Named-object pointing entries
— Begin —

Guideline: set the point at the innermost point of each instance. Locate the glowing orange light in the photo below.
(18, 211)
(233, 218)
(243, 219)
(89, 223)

— End —

Directive: Please arrange every line of these records as a numbered list, leaving out any blank lines.

The reply:
1. Guideline: set the point at the innermost point of each instance. Locate the glowing orange light in the photo below.
2. (18, 211)
3. (233, 218)
4. (243, 219)
5. (89, 223)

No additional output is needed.